EXERCISE REQUIREMENTS >>
Answer these questions from the text on antithrombin assays:
1. Which chromogenic peptide substrate was the first one developed?
2. What kind of deficiency can be assumed when both antigen and activity levels are decreased?
3. Which chromogenic substrate does the Coamatic® LR Antithrombin kit use?

EXTRACTED TEXT >>
=== Begin Enclosure ===

Immunological antithrombin assays such as the radial immunodiffusion method of Mancini and the electroimmunodiffusion method of Laurell, quantitate the amount of antithrombin antigen present in plasma. The molar concentration of antithrombin protein material in normal plasma, determined using these methods, is approximately 4 mmol/l.
An immunological method in combination with a chromogenic method can be used to diagnose and classify the deficiency states. If both antigen and activity levels are decreased, a quantitative (type I) deficiency can be assumed. They can also provide important information about the consumption of antithrombin in connection with a thrombotic event.
Diagnostic kits from Chromogenix
The development of the first chromogenic peptide substrate S-2160™ in the early Seventies, initiated the introduction of photometry in hematology. Today, there are many tests based on chromogenic substrates for coagulation factors. These tests can be performed manually or on automated analytical systems with high specificity, sensitivity and accuracy.
Important, non-chromogenic-based products include kits for APC resistance (APTT-test).
Chromogenix has well-documented chromogenic test kits for the determination of antithrombin activity in human plasma. The first commercial kit developed was Coatest® Antithrombin (discontinued), which over the years became an established assay worldwide. The Coamatic® Antithrombin kits are the latest development in a line of chromogenic products. A major advantage is that they are based on factor Xa instead of thrombin, thereby eliminating the risk of overestimating the antithrombin level due to the influence of heparin cofactor II. All kits offer a broad measuring range and good reagent stability.
Chromogenix Coamatic® Antithrombin is a chromogenic heparin cofactor assay for the specific determination of antithrombin activity in plasma. The use of factor Xa eliminates interference from heparin cofactor II and allows accurate antithrombin determination in patients receiving heparin therapy. The assay also discriminates better between antithrombin- deficient and non-antithrombin-deficient individuals compared to a conventional thrombinbased assay. The kit is adapted for use with a wide range of automatic analyzers, achieving comparable reaction conditions on the different analyzers.
Diluted plasma is incubated with an excess of factor Xa in the presence of heparin. The residual quantity of factor Xa is determined by the rate of hydrolysis of the chromogenic substrate S-2765™. The pNA release measured at 405 nm is inversely proportional to the antithrombin level in the range 0-125% of normal plasma.
Specificity and interfering factors
No influence from heparin cofactor II, a2-macroglobulin or trypsin inhibitor. No drug interference reported.
Contact activation of plasma may result in the underestimation of antithrombin. Bilirubin, hemoglobin and plasma from hyperlipaemic patients interfere in absorbance readings in the stopped method. In these cases individual plasma blanks are necessary.
Chromogenix Coamatic® LR (liquid reagents) Antithrombin is a chromogenic heparin cofactor assay for the determination of antithrombin activity in undiluted plasma. The reagents of the kit are both in liquid formulation. The use of factor Xa eliminates interference from heparin cofactor II and allows accurate antithrombin determination in patients receiving heparin therapy.
Plasma is incubated with an excess of factor Xa in the presence of heparin. The residual activity of factor Xa is determined by the rate of hydrolysis of the chromogenic substrate S-2772™. The pNA release measured at 405 nm is inversely proportional to the antithrombin level in the range 0-125% of normal plasma.
Specificity and interfering factors
No influence from heparin cofactor II. No drug interference reported.

=== End Enclosure ===

PROVIDED INFORMATION >>
=== Begin Enclosure ===

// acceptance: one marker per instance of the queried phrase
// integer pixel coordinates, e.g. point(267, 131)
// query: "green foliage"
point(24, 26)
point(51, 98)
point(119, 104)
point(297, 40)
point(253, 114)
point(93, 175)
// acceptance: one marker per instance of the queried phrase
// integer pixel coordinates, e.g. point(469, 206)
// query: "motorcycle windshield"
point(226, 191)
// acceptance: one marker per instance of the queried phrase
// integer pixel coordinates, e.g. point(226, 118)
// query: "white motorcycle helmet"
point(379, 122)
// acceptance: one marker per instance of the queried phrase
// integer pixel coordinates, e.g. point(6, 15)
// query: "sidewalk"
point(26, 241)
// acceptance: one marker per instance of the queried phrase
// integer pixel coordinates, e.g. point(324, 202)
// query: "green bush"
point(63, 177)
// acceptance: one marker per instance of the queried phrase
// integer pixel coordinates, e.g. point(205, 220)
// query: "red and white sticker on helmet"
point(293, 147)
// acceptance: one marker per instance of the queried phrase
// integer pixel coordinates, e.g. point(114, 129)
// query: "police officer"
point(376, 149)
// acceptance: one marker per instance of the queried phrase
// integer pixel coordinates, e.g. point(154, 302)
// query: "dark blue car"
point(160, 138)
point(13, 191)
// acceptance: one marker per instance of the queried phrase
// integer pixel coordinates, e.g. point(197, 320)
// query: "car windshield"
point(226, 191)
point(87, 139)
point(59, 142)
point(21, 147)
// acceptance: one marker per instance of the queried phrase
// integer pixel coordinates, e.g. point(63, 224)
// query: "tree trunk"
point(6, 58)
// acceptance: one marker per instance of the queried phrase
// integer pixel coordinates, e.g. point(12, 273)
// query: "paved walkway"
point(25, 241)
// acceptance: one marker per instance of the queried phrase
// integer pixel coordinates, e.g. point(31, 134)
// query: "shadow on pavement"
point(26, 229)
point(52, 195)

=== End Enclosure ===

OUTPUT BELOW >>
1. The first was S-2160™, developed in the early Seventies.
2. A quantitative (type I) deficiency can be assumed.
3. It uses the chromogenic substrate S-2772™.